# Records supplied
┄┄┄┄┄┄┄┄┄┄

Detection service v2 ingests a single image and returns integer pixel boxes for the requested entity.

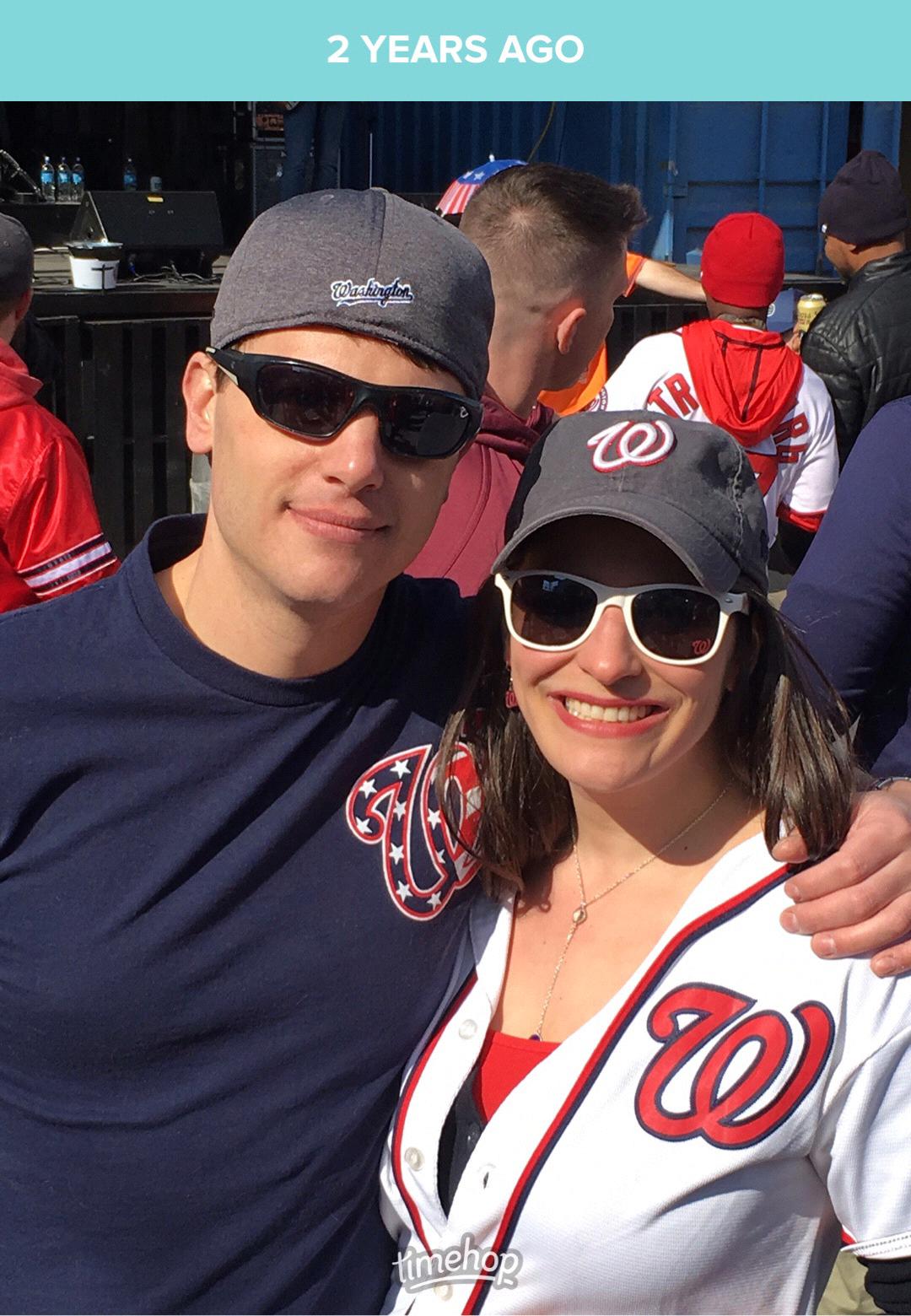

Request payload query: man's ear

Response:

┄┄┄┄┄┄┄┄┄┄

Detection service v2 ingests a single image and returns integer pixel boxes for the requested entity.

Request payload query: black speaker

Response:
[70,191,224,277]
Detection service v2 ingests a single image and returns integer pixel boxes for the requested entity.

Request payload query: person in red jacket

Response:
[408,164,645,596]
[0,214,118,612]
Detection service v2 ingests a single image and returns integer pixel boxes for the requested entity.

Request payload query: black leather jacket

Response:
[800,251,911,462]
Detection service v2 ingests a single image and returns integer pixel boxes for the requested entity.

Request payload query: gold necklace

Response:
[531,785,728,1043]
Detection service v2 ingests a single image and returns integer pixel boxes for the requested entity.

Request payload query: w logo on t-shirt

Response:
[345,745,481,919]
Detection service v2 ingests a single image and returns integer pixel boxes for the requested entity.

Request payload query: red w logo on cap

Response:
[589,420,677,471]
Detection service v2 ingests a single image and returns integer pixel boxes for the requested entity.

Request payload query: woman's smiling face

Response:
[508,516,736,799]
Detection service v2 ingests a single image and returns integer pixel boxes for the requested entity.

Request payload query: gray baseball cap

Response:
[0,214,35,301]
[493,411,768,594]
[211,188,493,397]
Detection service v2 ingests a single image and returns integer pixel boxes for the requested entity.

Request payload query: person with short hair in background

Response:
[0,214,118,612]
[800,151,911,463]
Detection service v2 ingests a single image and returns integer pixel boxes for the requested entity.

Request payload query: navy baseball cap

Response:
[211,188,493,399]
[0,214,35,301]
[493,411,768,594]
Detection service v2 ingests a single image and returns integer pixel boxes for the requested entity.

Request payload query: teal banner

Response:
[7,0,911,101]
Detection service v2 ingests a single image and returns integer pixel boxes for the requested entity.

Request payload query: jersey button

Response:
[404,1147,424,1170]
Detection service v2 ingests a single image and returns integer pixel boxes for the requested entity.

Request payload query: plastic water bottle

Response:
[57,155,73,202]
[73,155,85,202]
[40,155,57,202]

┄┄┄┄┄┄┄┄┄┄

# Work to complete
Locate every line in the records that contains the string "jacket", and copy each of those lines in full. Treat uppercase and lowercase letters as different.

# Correct response
Request payload query: person in red jacket
Request payload query: black leather jacket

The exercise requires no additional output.